**To be done:**
Starting at the line that contains "of the bald" and ending at the close of the items, write out those lines again with "marker" swapped for "point" and everything else unchanged.
[BEGIN Data entries]
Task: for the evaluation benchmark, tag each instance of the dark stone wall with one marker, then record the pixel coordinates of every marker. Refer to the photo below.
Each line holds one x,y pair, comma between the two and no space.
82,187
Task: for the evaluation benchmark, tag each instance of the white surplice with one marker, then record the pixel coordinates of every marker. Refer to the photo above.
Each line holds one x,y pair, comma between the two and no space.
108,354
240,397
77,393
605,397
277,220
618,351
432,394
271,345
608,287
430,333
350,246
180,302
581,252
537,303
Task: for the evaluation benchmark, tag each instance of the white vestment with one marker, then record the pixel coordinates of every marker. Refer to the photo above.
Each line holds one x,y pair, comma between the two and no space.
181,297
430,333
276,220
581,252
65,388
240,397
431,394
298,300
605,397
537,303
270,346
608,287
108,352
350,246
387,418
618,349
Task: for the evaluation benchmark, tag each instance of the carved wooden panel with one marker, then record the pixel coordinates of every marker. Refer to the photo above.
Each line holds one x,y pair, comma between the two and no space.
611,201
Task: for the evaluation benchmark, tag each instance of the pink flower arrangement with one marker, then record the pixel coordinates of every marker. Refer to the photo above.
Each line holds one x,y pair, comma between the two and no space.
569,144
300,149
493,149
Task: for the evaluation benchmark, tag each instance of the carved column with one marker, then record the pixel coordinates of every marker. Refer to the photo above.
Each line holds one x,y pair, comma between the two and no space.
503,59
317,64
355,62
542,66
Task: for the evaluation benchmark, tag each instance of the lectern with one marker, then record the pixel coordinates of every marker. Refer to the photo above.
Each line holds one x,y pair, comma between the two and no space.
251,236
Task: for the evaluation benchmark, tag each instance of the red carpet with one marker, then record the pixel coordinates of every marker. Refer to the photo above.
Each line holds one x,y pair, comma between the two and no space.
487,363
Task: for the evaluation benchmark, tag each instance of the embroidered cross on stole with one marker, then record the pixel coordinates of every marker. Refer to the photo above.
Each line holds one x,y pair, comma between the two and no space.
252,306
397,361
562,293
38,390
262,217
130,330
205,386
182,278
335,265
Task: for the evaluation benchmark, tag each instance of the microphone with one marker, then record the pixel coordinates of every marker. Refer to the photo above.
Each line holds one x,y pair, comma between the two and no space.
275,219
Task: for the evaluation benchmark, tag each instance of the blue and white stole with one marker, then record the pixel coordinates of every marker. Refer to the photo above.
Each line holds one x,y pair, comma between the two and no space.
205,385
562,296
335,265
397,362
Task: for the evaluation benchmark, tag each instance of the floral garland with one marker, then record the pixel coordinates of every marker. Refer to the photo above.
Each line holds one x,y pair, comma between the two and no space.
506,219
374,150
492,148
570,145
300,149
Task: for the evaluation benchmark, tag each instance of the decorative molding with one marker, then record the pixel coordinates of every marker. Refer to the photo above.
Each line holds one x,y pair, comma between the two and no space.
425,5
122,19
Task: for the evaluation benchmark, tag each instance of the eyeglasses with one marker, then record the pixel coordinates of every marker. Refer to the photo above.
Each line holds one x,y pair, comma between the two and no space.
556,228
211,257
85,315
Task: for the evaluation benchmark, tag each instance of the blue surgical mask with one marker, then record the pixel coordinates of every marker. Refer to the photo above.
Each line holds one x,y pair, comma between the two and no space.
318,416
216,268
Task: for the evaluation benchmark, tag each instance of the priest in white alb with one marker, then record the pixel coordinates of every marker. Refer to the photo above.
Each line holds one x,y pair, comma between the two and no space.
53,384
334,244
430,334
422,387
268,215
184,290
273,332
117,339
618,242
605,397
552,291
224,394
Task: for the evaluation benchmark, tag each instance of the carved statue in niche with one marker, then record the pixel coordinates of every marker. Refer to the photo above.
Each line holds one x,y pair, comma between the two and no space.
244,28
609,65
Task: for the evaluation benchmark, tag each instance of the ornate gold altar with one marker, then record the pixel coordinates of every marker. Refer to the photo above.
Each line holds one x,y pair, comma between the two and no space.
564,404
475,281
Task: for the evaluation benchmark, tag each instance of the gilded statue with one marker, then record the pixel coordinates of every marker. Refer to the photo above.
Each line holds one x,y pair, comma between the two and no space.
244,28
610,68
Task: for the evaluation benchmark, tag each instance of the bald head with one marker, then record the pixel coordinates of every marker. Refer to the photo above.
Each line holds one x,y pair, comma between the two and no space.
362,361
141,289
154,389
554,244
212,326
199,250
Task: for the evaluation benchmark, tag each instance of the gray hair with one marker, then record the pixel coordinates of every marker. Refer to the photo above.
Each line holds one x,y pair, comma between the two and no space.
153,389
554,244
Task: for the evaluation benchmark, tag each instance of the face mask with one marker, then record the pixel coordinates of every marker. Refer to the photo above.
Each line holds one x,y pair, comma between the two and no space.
[END Data entries]
**Answer to the exercise:**
Task: for the evaluation benchmark, tag each instance of the bald head with one point, then record the pixel coordinates of every point. Refer to the photo above.
Each line holds one x,y pair, comma between the two and no space.
362,361
141,289
154,389
554,244
212,326
199,250
Task: for the evaluation benchmark, tag each instance of the gray hair with one point, then record the pixel coordinates of every point. Refer to the photo above.
Each line holds one x,y pair, comma between the two and no space.
153,389
554,244
Task: for the evaluation benchmark, tag each instance of the face mask with one point, then record the pixel coordinates of every point. Refer to the photo above.
Each line holds one x,y pair, comma between the two and no space.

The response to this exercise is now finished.